▶ [Record set]:
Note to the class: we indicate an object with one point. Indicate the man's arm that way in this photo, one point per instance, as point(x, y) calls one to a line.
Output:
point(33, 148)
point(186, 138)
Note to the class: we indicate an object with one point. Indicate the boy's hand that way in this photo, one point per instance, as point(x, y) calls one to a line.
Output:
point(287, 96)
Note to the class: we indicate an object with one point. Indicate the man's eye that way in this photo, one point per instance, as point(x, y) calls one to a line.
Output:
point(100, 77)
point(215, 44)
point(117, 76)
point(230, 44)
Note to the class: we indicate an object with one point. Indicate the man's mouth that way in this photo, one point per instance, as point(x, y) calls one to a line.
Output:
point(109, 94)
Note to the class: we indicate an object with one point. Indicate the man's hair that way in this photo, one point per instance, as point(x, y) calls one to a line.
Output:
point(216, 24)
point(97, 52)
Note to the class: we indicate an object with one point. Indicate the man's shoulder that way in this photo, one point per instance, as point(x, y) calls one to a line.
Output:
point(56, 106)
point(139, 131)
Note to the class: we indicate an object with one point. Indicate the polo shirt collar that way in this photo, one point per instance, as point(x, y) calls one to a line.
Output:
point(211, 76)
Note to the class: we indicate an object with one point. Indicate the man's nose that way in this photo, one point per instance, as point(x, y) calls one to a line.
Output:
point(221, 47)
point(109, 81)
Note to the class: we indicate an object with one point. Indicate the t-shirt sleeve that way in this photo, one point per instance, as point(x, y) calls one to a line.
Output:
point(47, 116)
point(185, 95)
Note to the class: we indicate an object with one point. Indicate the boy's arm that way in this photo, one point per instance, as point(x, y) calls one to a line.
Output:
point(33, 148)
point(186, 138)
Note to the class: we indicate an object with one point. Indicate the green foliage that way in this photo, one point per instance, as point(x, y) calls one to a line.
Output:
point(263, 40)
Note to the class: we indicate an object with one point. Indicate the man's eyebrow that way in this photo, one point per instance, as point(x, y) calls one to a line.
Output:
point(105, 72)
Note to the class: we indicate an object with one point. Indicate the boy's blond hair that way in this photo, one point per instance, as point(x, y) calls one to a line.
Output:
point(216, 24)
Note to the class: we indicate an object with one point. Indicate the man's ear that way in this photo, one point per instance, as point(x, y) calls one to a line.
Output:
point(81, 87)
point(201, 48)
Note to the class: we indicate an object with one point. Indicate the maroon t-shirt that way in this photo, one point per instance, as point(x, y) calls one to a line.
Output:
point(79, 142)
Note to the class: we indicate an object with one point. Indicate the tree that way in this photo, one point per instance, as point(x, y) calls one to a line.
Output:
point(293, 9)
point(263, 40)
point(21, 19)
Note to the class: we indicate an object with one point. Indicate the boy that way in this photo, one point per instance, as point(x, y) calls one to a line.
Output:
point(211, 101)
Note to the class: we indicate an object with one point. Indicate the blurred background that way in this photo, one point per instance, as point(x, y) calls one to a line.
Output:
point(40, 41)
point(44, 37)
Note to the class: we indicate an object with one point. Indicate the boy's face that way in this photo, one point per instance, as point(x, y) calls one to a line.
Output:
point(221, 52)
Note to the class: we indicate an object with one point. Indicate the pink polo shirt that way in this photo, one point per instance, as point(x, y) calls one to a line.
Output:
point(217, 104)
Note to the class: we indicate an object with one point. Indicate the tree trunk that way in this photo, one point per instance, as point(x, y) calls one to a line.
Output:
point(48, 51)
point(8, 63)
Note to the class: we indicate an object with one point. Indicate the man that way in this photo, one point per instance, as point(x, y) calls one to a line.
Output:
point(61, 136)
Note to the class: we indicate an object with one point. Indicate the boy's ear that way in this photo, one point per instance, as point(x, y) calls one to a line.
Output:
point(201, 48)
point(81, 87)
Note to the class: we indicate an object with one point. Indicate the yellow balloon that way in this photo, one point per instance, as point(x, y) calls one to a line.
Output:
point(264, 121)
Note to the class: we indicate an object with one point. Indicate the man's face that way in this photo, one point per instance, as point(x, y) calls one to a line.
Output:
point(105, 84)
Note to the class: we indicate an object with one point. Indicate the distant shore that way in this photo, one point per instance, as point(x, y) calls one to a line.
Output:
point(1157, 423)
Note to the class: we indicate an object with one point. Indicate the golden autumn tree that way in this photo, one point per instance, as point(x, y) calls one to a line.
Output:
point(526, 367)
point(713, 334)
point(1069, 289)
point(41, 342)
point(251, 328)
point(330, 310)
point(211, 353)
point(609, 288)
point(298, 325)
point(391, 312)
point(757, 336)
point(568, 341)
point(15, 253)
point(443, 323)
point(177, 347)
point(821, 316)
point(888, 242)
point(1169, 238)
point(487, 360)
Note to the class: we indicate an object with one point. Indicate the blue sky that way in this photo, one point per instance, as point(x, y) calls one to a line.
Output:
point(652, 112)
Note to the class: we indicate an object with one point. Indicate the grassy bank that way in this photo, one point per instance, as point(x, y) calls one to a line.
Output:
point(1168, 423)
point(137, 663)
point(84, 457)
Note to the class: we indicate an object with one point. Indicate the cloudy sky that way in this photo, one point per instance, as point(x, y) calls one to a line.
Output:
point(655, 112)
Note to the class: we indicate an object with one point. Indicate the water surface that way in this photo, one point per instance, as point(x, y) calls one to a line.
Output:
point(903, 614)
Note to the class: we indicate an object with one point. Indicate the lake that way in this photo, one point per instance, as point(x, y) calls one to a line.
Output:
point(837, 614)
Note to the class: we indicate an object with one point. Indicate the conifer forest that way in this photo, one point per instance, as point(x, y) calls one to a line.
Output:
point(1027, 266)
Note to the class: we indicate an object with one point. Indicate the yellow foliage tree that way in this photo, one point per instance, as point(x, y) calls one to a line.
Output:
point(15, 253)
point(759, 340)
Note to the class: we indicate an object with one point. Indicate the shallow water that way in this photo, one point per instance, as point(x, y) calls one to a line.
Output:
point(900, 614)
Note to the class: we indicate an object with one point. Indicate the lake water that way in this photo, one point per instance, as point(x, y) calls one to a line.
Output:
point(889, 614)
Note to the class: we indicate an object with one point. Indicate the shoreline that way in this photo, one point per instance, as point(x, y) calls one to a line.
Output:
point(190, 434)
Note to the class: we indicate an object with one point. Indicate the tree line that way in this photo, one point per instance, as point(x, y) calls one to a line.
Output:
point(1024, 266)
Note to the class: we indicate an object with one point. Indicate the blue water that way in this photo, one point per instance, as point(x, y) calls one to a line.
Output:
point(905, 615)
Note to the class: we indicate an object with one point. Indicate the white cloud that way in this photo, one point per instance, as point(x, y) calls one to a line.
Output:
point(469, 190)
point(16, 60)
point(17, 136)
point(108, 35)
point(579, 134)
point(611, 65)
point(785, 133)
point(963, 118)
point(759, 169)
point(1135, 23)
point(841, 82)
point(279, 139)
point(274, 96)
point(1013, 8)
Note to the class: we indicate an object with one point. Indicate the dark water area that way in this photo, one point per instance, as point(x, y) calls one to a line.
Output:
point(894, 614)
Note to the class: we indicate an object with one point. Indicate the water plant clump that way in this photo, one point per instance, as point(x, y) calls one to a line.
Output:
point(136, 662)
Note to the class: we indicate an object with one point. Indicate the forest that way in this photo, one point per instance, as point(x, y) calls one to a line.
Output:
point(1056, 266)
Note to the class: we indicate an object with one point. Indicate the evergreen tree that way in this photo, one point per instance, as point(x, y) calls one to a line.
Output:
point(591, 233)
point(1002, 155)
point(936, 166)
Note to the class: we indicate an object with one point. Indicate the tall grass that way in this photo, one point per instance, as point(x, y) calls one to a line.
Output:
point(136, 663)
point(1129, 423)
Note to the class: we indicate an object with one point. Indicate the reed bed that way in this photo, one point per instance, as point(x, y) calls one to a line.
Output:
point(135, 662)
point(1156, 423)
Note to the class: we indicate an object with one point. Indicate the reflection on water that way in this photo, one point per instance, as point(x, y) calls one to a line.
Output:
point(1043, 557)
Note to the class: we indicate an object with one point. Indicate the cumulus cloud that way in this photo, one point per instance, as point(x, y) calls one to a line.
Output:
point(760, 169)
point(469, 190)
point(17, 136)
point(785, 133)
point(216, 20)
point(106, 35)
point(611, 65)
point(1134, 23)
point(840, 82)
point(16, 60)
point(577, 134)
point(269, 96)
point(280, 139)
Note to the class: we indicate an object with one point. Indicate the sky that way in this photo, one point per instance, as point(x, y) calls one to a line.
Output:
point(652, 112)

▶ [Direction]: Reproduce the rows above verbatim, starting with the line that contains "the boy's arm" and going on through the line that contains "point(105, 72)", with both of those lines included.

▶ [Answer to this task]:
Note to the class: we indicate an object with one point. Indicate the boy's arm that way in this photo, one point per instance, as point(x, y) calls one to a line.
Output:
point(33, 148)
point(186, 138)
Note to the class: we indicate an object with one point. Indicate the green foliage that way in this photo, one point per instance, as point(x, y) calls one to a line.
Output:
point(263, 40)
Note to the class: we indicate an object with one point. Indicate the man's eyebrow that way in this photo, one point per instance, as point(x, y) calls one to a line.
Output:
point(105, 72)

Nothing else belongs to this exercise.